→ **TASK STATEMENT**
Retype the lines of the material below word for word, including the points, but omit the pictures.

→ **Records from a point-labeling set**

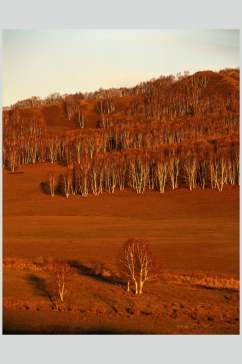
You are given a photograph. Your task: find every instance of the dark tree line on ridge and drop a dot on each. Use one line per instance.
(166, 134)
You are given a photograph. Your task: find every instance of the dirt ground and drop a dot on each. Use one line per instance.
(190, 232)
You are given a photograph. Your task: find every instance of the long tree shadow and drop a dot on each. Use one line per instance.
(103, 275)
(39, 284)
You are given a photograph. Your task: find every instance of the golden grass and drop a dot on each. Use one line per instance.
(202, 279)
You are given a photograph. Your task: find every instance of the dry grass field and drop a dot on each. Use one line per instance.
(194, 237)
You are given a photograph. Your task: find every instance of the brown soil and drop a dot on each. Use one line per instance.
(190, 232)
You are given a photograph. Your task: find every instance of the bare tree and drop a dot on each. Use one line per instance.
(62, 270)
(52, 183)
(137, 265)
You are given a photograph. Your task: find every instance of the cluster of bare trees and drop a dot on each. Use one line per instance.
(169, 132)
(137, 264)
(203, 165)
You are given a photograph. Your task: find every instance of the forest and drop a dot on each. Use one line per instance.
(167, 133)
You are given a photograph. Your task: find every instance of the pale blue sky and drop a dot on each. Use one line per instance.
(38, 63)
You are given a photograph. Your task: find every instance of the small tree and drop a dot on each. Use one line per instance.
(62, 271)
(52, 183)
(137, 265)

→ **ANSWER FOR THE TASK**
You are given a photograph. Your task: find every instance of the dark tree line on ridge and drop a dot on each. Use one line per instance.
(166, 134)
You are given a photograph. Your task: find every instance of the dirt ground and drop a dot on each. Use one line per instance.
(190, 232)
You are given a photograph. Your task: find every instance of the long tree shadow and drop a dot on each. Use one line per instance.
(103, 275)
(39, 284)
You are given a photograph. Your task: find every instance of the golden grass and drop a dot on each. Use one line per instance.
(202, 279)
You are given a photograph. Your task: find every instance of the dry grass field and drop a dot on each. Use one line per instance.
(194, 237)
You are given a photograph. Your task: find every instance of the brown soil and drop a dot on each. Use one line per instance.
(190, 232)
You are given a photograph. Your task: find every instance of the bare tree and drop a dot on each. Use one line per instance.
(62, 270)
(52, 183)
(137, 265)
You are given a photograph. Your task: find every instance of the cluster of bare trees and drop a dot on each. Use one line per instance.
(169, 132)
(137, 264)
(203, 165)
You are given a photograph. Your task: find every instance of the forest and drop a dot on each. Use one line per instance.
(167, 133)
You are given a photograph. Your task: find every instance of the pale blue sky and drop a dot on each. Use one line per instance.
(38, 63)
You are given a photograph. Your task: find every instance of the small tree and drop a dot on each. Use one line per instance.
(62, 271)
(52, 183)
(137, 265)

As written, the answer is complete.